* BEGIN Available records *

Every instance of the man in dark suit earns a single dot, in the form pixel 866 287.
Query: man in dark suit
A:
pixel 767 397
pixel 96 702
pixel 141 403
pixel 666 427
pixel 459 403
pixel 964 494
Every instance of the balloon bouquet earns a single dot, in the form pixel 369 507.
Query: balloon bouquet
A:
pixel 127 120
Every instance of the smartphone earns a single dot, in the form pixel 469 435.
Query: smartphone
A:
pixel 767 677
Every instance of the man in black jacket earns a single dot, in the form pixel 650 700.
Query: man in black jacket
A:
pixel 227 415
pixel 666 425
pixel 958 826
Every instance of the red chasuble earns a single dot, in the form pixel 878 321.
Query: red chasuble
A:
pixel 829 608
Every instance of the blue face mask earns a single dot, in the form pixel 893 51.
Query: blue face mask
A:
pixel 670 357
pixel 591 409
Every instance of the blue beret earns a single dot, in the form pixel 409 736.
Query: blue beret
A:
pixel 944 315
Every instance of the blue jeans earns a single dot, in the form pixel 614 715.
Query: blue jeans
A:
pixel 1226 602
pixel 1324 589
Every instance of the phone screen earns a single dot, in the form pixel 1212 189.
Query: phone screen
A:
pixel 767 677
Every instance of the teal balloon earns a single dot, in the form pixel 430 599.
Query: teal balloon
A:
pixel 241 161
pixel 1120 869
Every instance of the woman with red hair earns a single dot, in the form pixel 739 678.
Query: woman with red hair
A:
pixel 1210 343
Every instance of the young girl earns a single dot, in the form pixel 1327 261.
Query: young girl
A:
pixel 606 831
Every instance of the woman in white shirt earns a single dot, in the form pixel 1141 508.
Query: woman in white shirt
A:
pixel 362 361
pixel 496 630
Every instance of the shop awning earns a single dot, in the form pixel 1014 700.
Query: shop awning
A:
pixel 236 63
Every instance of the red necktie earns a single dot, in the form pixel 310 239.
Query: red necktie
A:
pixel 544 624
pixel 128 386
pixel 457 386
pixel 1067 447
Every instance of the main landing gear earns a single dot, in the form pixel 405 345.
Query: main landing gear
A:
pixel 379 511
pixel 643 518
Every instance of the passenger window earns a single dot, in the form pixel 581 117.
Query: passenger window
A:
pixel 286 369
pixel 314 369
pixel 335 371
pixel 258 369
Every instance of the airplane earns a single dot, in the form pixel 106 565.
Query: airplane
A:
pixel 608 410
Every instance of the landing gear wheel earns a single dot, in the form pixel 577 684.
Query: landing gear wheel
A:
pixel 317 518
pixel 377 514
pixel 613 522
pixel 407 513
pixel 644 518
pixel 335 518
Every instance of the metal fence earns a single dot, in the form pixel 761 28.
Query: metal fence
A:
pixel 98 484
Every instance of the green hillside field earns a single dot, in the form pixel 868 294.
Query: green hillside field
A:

* END Available records *

* _Task requirements_:
Please copy every one of the entries above word for word, keeping each line in its original order.

* _Answer below_:
Every instance of the man in dark suit earns a single dot, in the form pixel 866 287.
Query: man in dark suit
A:
pixel 767 397
pixel 96 702
pixel 141 403
pixel 666 427
pixel 459 403
pixel 964 494
Every instance of the balloon bouquet earns a single dot, in the form pixel 369 507.
Query: balloon bouquet
A:
pixel 127 120
Every instance of the smartphone earns a single dot, in the form pixel 469 435.
Query: smartphone
A:
pixel 767 677
Every instance of the man in black jacket earns a single dot, in the form pixel 650 700.
Query: man in black jacket
A:
pixel 227 415
pixel 666 425
pixel 958 826
Every instance of the red chasuble earns a single dot, in the form pixel 878 321.
Query: red chasuble
A:
pixel 829 608
Every instance of the blue face mask earns a single dot, in the form pixel 893 51.
Query: blue face mask
A:
pixel 670 357
pixel 591 409
Every instance of the blue beret earns a single dot, in the form pixel 409 736.
Query: blue beret
A:
pixel 944 315
Every instance of the blue jeans earns a single dot, in the form pixel 614 715.
Query: blue jeans
A:
pixel 1226 602
pixel 1324 589
Every instance of the phone screen earns a single dot, in the form pixel 1212 189.
Query: phone screen
A:
pixel 767 677
Every instance of the teal balloon earns a single dot, in the form pixel 430 599.
Query: teal balloon
A:
pixel 241 161
pixel 1120 869
Every instance of the woman with red hair earns a single dot, in the form pixel 739 678.
Query: woman with red hair
A:
pixel 1210 343
Every instance of the young girl earns a single dot, in the form pixel 1327 261.
Query: young girl
A:
pixel 606 831
Every instance of the woman in white shirt earns a single dot, in the form pixel 1141 508.
Query: woman in white shirt
A:
pixel 362 361
pixel 496 630
Every instance of the shop awning earns a single dot, in the form pixel 1014 700.
Query: shop awning
A:
pixel 236 63
Every instance of the red necktie earns a single dot, in the form pixel 310 239.
Query: red necktie
A:
pixel 544 624
pixel 128 386
pixel 457 386
pixel 1067 447
Every instance of the main landing gear earns a single dot, in the form pixel 405 345.
Query: main landing gear
A:
pixel 379 511
pixel 643 518
Every instance of the passenger window earns a single dot, in the form pixel 581 117.
Query: passenger window
A:
pixel 286 369
pixel 314 369
pixel 335 371
pixel 258 369
Every instance of the airplane earns a single dot, in the form pixel 106 565.
Query: airplane
A:
pixel 608 410
Every instance of the landing gear wheel earns a single dot, in the form pixel 577 684.
Query: landing gear wheel
A:
pixel 317 518
pixel 377 514
pixel 613 522
pixel 407 513
pixel 644 518
pixel 335 518
Every instance of the metal fence earns a single dot, in the form pixel 761 28.
Query: metal fence
A:
pixel 98 484
Every instance of the green hillside field earns a single dot, in the form pixel 868 294.
Query: green hillside field
A:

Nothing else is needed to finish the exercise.